RECORDS FOR THIS TASK START
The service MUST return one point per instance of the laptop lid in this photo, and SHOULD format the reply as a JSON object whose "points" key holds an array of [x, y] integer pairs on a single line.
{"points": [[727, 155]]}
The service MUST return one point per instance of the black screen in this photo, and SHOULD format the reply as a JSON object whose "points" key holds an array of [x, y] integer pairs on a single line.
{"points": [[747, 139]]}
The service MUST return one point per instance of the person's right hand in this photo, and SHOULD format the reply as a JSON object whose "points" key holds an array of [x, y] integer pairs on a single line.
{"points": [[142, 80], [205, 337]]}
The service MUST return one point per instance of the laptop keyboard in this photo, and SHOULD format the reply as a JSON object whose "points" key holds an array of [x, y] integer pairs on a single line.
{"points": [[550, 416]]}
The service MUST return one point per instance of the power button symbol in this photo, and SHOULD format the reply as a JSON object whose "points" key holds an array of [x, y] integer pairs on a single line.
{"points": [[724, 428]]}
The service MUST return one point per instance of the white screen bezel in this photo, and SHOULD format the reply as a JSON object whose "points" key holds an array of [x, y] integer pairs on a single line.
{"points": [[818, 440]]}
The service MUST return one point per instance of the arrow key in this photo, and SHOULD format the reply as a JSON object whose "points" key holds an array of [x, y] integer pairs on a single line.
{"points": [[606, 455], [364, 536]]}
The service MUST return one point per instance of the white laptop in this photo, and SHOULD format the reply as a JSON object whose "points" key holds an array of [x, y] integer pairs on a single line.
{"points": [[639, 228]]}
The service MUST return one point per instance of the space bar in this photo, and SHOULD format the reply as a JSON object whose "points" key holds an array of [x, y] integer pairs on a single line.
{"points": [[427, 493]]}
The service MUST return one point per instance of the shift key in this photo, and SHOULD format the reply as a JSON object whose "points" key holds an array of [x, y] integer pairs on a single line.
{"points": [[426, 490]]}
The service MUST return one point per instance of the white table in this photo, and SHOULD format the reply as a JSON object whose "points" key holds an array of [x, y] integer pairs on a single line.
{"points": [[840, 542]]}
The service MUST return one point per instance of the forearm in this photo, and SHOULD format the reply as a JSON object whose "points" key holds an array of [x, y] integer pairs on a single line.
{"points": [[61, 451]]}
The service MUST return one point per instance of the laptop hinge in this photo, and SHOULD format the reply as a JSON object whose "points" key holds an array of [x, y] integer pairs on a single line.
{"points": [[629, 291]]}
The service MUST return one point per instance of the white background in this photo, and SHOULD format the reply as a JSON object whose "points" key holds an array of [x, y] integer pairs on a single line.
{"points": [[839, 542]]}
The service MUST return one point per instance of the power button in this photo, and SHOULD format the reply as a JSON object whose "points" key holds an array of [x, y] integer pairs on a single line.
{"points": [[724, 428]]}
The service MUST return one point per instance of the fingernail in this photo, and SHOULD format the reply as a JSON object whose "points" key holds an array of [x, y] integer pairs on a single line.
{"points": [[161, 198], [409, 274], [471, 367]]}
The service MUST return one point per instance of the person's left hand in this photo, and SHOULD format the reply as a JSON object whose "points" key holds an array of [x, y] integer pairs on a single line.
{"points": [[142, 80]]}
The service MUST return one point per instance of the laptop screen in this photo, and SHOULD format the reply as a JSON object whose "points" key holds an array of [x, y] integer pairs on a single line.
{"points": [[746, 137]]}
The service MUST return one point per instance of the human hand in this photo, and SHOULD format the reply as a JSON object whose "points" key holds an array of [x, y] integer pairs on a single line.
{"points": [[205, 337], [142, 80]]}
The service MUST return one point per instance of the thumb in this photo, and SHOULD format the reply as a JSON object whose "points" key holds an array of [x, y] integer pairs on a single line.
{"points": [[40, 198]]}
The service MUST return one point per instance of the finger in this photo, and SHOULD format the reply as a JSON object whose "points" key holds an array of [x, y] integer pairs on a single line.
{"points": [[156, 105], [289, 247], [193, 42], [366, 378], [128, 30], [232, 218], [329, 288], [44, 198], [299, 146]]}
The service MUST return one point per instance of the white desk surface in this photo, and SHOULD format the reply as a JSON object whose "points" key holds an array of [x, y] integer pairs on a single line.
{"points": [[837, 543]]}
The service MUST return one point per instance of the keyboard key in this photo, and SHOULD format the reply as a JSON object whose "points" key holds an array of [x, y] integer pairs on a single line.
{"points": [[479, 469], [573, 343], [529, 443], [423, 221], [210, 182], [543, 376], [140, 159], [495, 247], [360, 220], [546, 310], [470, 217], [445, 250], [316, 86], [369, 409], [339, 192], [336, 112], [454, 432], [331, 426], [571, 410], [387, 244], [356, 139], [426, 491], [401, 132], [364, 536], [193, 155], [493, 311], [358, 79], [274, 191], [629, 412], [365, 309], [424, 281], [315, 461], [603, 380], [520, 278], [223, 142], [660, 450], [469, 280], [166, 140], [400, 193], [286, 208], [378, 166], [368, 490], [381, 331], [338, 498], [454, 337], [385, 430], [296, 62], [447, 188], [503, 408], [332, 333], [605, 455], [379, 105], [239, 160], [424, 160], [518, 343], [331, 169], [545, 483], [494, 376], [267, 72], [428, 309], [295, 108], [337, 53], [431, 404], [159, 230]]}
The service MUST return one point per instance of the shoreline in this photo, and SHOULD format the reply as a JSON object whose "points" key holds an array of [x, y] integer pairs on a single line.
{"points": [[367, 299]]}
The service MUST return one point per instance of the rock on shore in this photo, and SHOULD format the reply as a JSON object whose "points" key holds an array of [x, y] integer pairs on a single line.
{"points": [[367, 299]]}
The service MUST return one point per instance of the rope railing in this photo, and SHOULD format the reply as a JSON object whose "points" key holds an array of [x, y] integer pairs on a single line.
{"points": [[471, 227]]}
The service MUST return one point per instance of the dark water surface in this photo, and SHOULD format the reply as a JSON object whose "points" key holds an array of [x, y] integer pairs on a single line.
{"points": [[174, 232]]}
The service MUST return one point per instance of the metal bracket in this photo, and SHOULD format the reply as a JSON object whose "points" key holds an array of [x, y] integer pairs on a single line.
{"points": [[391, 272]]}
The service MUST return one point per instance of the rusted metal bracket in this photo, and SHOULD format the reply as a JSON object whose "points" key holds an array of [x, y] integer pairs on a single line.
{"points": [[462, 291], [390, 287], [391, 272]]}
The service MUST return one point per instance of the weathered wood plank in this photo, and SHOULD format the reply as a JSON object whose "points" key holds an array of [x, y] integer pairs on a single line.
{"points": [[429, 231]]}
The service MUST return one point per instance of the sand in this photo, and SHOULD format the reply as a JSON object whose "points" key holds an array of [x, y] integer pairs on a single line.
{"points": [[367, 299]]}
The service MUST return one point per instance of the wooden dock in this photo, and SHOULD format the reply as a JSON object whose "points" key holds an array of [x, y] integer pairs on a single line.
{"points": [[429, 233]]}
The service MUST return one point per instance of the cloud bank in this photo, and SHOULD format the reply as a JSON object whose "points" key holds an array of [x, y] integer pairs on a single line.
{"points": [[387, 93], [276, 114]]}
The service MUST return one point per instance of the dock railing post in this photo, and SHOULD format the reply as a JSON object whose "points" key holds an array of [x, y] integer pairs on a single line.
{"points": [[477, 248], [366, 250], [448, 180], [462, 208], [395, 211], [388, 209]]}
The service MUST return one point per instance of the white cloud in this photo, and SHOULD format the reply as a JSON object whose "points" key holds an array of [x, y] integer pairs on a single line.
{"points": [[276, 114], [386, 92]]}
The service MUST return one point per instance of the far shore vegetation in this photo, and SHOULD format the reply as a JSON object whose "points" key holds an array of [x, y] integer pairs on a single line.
RECORDS FOR THIS TASK END
▶ **EXERCISE**
All the lines above must be output exactly, with none omitted.

▶ **PROBLEM SOLUTION**
The service MUST return one point per instance of the laptop lid in this photo, and SHOULD format the reply as a JSON object whose "points" key holds an array of [x, y] integer pairs on a single line.
{"points": [[727, 155]]}
The service MUST return one point per instance of the black screen in this photo, and SHOULD format the reply as a JSON object whose "points" key holds an array of [x, y] integer pairs on a single line.
{"points": [[747, 139]]}
The service MUST return one point per instance of the person's right hand in this photo, and SHOULD format the reply as a JSON object whose "points" key holds an array of [x, y] integer pairs on a single line.
{"points": [[142, 80], [205, 337]]}
The service MUST return one point per instance of the laptop keyboard in this photo, and SHOULD format the reply as a JSON object whose "points" key holds an array of [x, y] integer pairs on a single line.
{"points": [[550, 416]]}
The service MUST return one point per instance of the power button symbol in this photo, and SHOULD format the reply as a JSON object whose "points" key holds an array of [x, y] integer pairs on a single line.
{"points": [[724, 428]]}
The service MUST return one point per instance of the white screen bezel in this photo, and SHOULD format the reply as a JSON object whose "points" key holds an array of [x, y] integer pairs on a single line.
{"points": [[818, 440]]}
The service MUST return one point per instance of the arrow key in this photo, and SHOULD format the reply as a JSON object whose "points" key holds an array of [x, y] integer pairs on a single line.
{"points": [[606, 455], [364, 536]]}
The service MUST return one point per instance of the white laptop in this photo, and SHOULD format the reply as a JSON object whose "points" key holds an array of [x, y] integer pairs on a single line.
{"points": [[639, 228]]}
The service MUST return one point per instance of the space bar in this photo, and SHOULD format the reply as a JSON object whose "points" key holds an array of [x, y] integer pairs on a single line.
{"points": [[427, 493]]}
The service MUST return one point per instance of the shift key in this photo, and SHOULD format the reply as a JSON object whose "points" key holds an array of [x, y] integer pairs on a single line.
{"points": [[426, 490]]}
The service MUST return one point per instance of the white table in this photo, and SHOULD format the reply as a JSON object whose "points" key holds an array of [x, y] integer pairs on a single line.
{"points": [[840, 542]]}
The service MUST return one point per instance of the forearm in this photo, and SHOULD format the reply as a JSON object whose "points" key holds an array of [x, y] integer pairs on a single line.
{"points": [[61, 451]]}
The service MUST return one point per instance of the laptop hinge in this photo, and SHOULD format the reply as a JSON object whose "points" key holds an array of [x, y] integer pairs on a single line.
{"points": [[629, 291]]}
The service MUST return one point per instance of the white background in this photo, and SHOULD format the reply as a JSON object whose "points" key holds an array of [x, y] integer pairs on a single line.
{"points": [[839, 542]]}
The service MUST return one point per instance of the power button in this photo, and SHOULD format the reply as a JSON object whose "points" key holds an array of [x, y] integer pairs on a single line.
{"points": [[724, 428]]}
The service MUST return one point per instance of the fingernail in this photo, and SHOULD format the reply as a JSON object whose "points" key holds an array of [x, y] integer pairs on a single line.
{"points": [[161, 198], [409, 274], [471, 367]]}
The service MUST return one point per instance of the person's left hand in this photo, and SHOULD format the reply as a JSON object whose "points" key holds an array of [x, y] integer pairs on a single line.
{"points": [[142, 80]]}
The service MUST return one point per instance of the laptop screen in this photo, and SHOULD format the reply as a JSON object whose "points" key holds an array of [x, y] integer pairs on a single line.
{"points": [[746, 137]]}
The service MUST return one point per instance of the human hand in this photo, and SHOULD format the reply as a JSON object whose "points" key holds an array of [x, y] integer pairs on a single line.
{"points": [[205, 337], [142, 80]]}
The service MUST return one point per instance of the thumb in this photo, and SHOULD format the reply as a JSON object whose "points" key holds an array of [x, y] integer pairs on a single line.
{"points": [[40, 198]]}
The service MUST return one point per instance of the finger in this photo, and SHOULD format the reply as a JSON object whose "points" key holds an array of [x, y] integer pairs on a single line.
{"points": [[156, 105], [289, 247], [193, 42], [366, 378], [128, 30], [232, 218], [329, 288], [44, 198], [299, 146]]}
The service MUST return one point per instance of the white desk surface in this photo, and SHOULD format the reply as a JSON object whose "points" key holds an array of [x, y] integer pairs on a single line.
{"points": [[837, 543]]}
The service MUST return one point per instance of the keyboard key in this photo, and SHOULD format the reply as a JSON object whose "points" key holds an array of [x, y] integer pairs on a single line.
{"points": [[479, 469], [573, 343], [529, 443], [423, 221], [210, 182], [543, 376], [140, 159], [495, 247], [360, 220], [546, 310], [470, 217], [445, 250], [316, 86], [369, 409], [339, 192], [336, 112], [454, 432], [331, 426], [571, 410], [387, 244], [356, 139], [426, 491], [401, 132], [364, 536], [193, 155], [493, 311], [358, 79], [274, 191], [629, 412], [365, 309], [424, 281], [315, 461], [603, 380], [520, 278], [223, 142], [660, 450], [469, 280], [166, 140], [400, 193], [286, 208], [378, 166], [368, 490], [381, 331], [338, 498], [454, 337], [385, 430], [296, 62], [447, 188], [503, 408], [332, 333], [605, 455], [379, 105], [239, 160], [424, 160], [518, 343], [331, 169], [545, 483], [494, 376], [267, 72], [428, 309], [295, 108], [337, 53], [431, 404], [159, 230]]}
The service MUST return one point per instance of the shoreline in this photo, and SHOULD format the reply as a JSON object whose "points" key holds an array of [x, y] integer pairs on a single line.
{"points": [[367, 299]]}
The service MUST return one point per instance of the rock on shore in this photo, and SHOULD format the reply as a JSON object whose "points" key holds an array of [x, y] integer pairs on a single line.
{"points": [[367, 299]]}
The service MUST return one point per instance of the rope railing in this photo, and SHOULD format the reply as a JSON object whose "points" key holds an array of [x, y] integer pairs on a single line.
{"points": [[471, 227]]}
The service MUST return one point per instance of the dark water surface in this photo, and SHOULD format the reply as a JSON object whose "points" key holds an array of [x, y] integer pairs on a single line.
{"points": [[174, 232]]}
The service MUST return one point per instance of the metal bracket in this photo, and SHOULD format the reply as a JSON object whose "points" key holds an array of [x, y] integer pairs on a single line.
{"points": [[391, 272]]}
The service MUST return one point per instance of the rusted metal bracket in this photo, and SHOULD format the reply as a JSON object whose "points" key holds an array of [x, y] integer pairs on a single line.
{"points": [[462, 291], [390, 287], [391, 272]]}
The service MUST return one point per instance of the weathered wood plank in this photo, and SHOULD format the reply as a JSON object whose "points" key holds an array of [x, y] integer pairs on a single line.
{"points": [[429, 231]]}
The service MUST return one point per instance of the sand in this photo, and SHOULD format the reply as a JSON object whose "points" key holds an array of [x, y] integer pairs on a single line.
{"points": [[367, 299]]}
The service MUST return one point per instance of the wooden dock in this photo, and SHOULD format the reply as a JSON object whose "points" key holds an array of [x, y] integer pairs on a single line.
{"points": [[429, 233]]}
The service MUST return one point per instance of the cloud bank in this photo, and SHOULD format the reply as a JSON object whose "points" key holds an array of [x, y] integer pairs on a single line.
{"points": [[387, 93], [276, 114]]}
The service MUST return one point per instance of the dock railing post in this photo, and SHOULD format the reply as a JSON object whose "points" key holds an array of [x, y] integer pairs on a single line.
{"points": [[477, 248], [366, 250], [448, 180], [462, 208], [395, 211], [388, 209]]}
The service MUST return one point per instance of the white cloud in this photo, and SHOULD format the reply as a JSON object whose "points" key holds an array of [x, y] integer pairs on a single line.
{"points": [[276, 114], [386, 92]]}
The service MUST return one point per instance of the far shore vegetation in this photo, and SHOULD format the reply as a JSON object whose "points" key holds an array of [x, y] integer pairs on a single line.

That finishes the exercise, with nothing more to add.